» Assignment
Exactly reproduce the data from its first line through the line with "Expected: for every instance of the fuzzy", leaving out every line after it.
== Provided material
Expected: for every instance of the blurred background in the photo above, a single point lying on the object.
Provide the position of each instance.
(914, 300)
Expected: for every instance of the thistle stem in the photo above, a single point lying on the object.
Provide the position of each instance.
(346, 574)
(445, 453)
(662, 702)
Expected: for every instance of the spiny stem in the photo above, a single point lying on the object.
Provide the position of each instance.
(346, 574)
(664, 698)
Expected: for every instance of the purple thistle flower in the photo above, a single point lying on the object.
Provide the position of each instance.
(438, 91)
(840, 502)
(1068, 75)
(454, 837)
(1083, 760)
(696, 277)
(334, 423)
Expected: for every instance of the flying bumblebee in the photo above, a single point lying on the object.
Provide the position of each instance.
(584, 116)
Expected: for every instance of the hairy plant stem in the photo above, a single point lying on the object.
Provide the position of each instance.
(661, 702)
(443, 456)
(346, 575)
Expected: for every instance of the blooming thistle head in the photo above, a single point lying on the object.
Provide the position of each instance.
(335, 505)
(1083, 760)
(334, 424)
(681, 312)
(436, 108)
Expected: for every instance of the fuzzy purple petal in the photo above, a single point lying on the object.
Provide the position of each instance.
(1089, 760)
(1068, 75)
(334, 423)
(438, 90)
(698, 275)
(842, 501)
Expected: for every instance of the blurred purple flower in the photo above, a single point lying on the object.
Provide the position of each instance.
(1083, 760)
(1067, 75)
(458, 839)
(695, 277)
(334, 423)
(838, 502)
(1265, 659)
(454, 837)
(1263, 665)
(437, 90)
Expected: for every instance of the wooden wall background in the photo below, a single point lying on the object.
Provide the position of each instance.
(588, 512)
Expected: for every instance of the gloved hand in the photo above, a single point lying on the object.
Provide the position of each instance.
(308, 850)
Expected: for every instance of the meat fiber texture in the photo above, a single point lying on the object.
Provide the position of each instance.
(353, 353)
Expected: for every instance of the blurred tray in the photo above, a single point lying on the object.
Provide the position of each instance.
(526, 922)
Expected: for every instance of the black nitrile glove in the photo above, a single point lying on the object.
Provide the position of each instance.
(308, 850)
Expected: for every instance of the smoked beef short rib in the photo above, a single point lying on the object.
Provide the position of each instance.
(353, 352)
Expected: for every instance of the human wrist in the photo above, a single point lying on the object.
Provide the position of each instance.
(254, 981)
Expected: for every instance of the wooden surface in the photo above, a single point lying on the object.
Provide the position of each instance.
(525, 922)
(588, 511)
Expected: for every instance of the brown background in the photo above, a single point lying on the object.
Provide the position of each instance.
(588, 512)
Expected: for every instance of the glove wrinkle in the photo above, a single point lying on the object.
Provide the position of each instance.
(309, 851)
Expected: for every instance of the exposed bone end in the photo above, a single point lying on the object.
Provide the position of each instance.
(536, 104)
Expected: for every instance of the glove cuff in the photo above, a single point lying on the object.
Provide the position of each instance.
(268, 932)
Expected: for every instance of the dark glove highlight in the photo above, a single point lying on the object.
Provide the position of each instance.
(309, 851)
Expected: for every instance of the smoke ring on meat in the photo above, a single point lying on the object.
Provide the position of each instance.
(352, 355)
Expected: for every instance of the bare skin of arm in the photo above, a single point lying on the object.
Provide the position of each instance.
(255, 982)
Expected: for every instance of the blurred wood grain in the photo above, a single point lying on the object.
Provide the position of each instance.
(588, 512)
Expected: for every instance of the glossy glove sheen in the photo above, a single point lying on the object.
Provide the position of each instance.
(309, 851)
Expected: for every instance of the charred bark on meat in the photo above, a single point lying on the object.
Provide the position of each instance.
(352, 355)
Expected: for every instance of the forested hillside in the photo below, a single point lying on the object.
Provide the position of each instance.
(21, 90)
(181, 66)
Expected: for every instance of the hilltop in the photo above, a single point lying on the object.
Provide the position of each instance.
====
» Answer area
Expected: for every instance of the blurred background in the photo above, a single point lying on the object.
Provide the position of each instance.
(914, 300)
Expected: for every instance of the thistle stem in the photo above, a single point lying on the object.
Provide the position of each instance.
(346, 574)
(445, 453)
(662, 702)
Expected: for every instance of the spiny stem in the photo above, a single point lying on the object.
Provide the position of each instance.
(346, 574)
(664, 698)
Expected: for every instance of the purple thistle flower in the photo above, a single point lying on the object.
Provide the position of each instance.
(438, 91)
(840, 502)
(1068, 75)
(454, 837)
(1083, 760)
(696, 277)
(334, 423)
Expected: for every instance of the flying bumblebee in the photo above, a single point lying on the object.
Provide the position of each instance.
(584, 116)
Expected: for every instance of the hairy plant stem in the photo above, a single point lying on the object.
Provide the position of each instance.
(661, 702)
(443, 456)
(346, 575)
Expected: for every instance of the blooming thistle head in the photo above, a single point lying on the object.
Provide the position of each instance.
(335, 505)
(1083, 760)
(334, 424)
(681, 312)
(436, 108)
Expected: for every instance of the fuzzy purple petal in the photo above, a single point lying on the object.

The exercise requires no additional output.